**MATERIAL FOR THIS TASK**
=-=-=

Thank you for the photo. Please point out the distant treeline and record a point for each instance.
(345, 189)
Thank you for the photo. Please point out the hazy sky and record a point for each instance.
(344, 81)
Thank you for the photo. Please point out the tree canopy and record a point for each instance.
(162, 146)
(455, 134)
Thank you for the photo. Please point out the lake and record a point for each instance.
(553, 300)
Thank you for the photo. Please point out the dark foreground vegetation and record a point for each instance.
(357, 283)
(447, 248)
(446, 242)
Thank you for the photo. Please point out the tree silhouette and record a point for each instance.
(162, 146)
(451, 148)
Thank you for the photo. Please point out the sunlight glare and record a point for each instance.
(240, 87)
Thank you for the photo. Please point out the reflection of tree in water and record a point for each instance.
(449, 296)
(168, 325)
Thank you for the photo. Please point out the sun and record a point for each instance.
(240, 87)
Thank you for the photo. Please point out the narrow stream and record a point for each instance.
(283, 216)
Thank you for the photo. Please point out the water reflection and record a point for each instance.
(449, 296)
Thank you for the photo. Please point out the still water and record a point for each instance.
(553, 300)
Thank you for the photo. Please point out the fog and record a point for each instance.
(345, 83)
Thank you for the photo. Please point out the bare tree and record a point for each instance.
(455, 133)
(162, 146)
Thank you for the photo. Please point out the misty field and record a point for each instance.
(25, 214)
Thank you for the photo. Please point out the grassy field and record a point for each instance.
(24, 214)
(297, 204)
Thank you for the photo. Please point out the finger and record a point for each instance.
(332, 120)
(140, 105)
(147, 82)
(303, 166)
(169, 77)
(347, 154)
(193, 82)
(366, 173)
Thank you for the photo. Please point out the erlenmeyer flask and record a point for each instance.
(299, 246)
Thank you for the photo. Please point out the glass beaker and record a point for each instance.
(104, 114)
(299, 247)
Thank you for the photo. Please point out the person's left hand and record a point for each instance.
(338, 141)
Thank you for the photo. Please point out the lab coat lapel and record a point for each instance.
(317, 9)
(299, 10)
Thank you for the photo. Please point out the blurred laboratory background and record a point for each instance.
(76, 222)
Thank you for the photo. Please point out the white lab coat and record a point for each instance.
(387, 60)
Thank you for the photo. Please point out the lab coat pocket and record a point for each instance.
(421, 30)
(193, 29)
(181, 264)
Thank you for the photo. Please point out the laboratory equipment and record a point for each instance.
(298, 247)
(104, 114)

=-=-=

**TASK TO CARRY OUT**
Repeat exactly, and only, the lines of the records above, starting with the line that contains "Thank you for the photo. Please point out the erlenmeyer" and ending with the final line, both included.

**SOLUTION FOR THIS PROBLEM**
Thank you for the photo. Please point out the erlenmeyer flask and record a point for each instance.
(299, 246)
Thank you for the photo. Please point out the glass beaker and record a point for each instance.
(104, 114)
(299, 247)
Thank you for the photo. Please point out the person's left hand and record a point for each instance.
(338, 141)
Thank you for the photo. Please point out the lab coat lapel and record a point for each instance.
(317, 9)
(299, 10)
Thank you for the photo. Please point out the blurred laboratory background and record a point for each instance.
(76, 222)
Thank you for the photo. Please point out the white lab coat and record a point for each instance.
(387, 60)
Thank you for the photo. Please point out the lab coat pocket and record a point for each instance.
(421, 30)
(193, 29)
(181, 264)
Thank you for the photo. Please point out the laboratory equipment and record a point for each instance.
(298, 247)
(104, 114)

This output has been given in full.